**Task objective**: Stopping at the line that holds "positive clicks: (114, 99)", repeat the lines below exactly, starting from the very first and including that final line.

**Records to use**:
::::
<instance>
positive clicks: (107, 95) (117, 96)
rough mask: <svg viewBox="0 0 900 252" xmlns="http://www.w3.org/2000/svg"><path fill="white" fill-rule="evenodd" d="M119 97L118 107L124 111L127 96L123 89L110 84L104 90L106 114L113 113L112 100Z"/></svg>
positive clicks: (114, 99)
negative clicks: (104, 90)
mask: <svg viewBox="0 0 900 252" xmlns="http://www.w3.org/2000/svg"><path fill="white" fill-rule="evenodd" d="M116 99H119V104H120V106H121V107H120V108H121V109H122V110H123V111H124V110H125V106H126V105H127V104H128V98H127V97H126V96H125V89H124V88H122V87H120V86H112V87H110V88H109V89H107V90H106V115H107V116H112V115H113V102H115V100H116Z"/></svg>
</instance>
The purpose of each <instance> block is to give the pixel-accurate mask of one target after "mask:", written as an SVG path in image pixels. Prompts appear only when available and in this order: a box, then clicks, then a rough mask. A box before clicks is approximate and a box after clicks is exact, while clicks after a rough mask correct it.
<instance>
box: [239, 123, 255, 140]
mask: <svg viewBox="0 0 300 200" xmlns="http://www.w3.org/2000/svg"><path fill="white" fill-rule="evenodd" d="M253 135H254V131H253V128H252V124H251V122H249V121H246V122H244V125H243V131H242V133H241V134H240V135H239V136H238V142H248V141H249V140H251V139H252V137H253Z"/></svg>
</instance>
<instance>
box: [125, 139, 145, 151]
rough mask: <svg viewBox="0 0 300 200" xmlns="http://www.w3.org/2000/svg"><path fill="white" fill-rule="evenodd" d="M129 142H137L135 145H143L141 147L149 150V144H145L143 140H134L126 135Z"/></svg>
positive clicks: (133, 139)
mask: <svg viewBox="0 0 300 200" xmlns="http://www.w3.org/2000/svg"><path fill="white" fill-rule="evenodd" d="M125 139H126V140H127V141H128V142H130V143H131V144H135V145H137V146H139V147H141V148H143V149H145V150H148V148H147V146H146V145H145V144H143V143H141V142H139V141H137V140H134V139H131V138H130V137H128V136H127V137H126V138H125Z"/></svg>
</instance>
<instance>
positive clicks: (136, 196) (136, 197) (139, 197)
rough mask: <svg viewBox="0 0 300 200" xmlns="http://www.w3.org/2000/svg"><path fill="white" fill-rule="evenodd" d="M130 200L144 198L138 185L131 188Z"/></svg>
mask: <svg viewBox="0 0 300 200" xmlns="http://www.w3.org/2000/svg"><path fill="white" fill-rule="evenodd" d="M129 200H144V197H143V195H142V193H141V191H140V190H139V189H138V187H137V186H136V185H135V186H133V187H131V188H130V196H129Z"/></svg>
::::
**Response to the exercise**:
<instance>
positive clicks: (107, 95) (117, 96)
rough mask: <svg viewBox="0 0 900 252" xmlns="http://www.w3.org/2000/svg"><path fill="white" fill-rule="evenodd" d="M119 97L118 107L124 111L127 96L123 89L110 84L104 90L106 114L113 113L112 100Z"/></svg>
positive clicks: (114, 99)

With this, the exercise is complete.